Directions >> Transcribe every one of the rows below exactly, keeping each line in its original order.

Data records >>
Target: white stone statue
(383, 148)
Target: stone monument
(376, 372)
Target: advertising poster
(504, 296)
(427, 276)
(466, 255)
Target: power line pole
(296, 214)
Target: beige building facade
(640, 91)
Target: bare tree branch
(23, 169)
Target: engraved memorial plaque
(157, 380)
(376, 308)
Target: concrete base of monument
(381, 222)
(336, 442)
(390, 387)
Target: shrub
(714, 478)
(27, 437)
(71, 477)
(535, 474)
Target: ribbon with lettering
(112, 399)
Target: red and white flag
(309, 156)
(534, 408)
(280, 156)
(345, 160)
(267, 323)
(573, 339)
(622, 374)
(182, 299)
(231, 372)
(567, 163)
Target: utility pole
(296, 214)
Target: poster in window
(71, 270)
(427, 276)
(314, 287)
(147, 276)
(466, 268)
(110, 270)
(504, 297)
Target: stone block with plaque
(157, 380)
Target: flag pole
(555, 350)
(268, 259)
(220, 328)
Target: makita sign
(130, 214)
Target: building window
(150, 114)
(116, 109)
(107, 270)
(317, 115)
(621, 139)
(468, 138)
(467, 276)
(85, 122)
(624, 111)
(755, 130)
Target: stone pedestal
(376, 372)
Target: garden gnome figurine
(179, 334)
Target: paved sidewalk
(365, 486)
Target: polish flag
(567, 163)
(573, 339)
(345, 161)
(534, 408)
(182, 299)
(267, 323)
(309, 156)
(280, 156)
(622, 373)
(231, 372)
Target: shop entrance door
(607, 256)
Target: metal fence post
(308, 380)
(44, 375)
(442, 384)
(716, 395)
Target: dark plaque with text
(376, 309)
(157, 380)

In response >>
Target: white stone statue
(383, 148)
Target: stone monument
(376, 372)
Target: advertising poster
(504, 296)
(427, 276)
(466, 255)
Target: power line pole
(296, 214)
Target: beige building facade
(640, 91)
Target: bare tree branch
(23, 169)
Target: engraved memorial plaque
(157, 380)
(376, 308)
Target: concrete base of monument
(381, 222)
(336, 442)
(390, 387)
Target: shrub
(714, 478)
(27, 437)
(71, 477)
(535, 474)
Target: ribbon with lettering
(112, 399)
Target: red and white flag
(309, 156)
(534, 408)
(280, 156)
(345, 160)
(267, 323)
(573, 339)
(622, 374)
(182, 299)
(231, 372)
(567, 163)
Target: utility pole
(296, 214)
Target: poster in window
(71, 270)
(427, 276)
(314, 287)
(147, 276)
(466, 268)
(110, 270)
(504, 297)
Target: stone block with plaque
(157, 380)
Target: flag pole
(555, 350)
(268, 259)
(220, 328)
Target: makita sign
(130, 214)
Target: building window
(150, 114)
(116, 109)
(107, 270)
(317, 115)
(621, 139)
(468, 138)
(467, 276)
(85, 122)
(624, 111)
(755, 130)
Target: stone pedestal
(376, 372)
Target: garden gnome figurine
(179, 334)
Target: paved sidewalk
(365, 486)
Target: polish flag
(567, 163)
(573, 339)
(345, 161)
(534, 408)
(182, 299)
(267, 323)
(309, 156)
(280, 156)
(622, 373)
(231, 372)
Target: shop entrance door
(607, 256)
Target: metal fence post
(308, 380)
(44, 375)
(442, 384)
(716, 395)
Target: dark plaque with text
(376, 309)
(157, 380)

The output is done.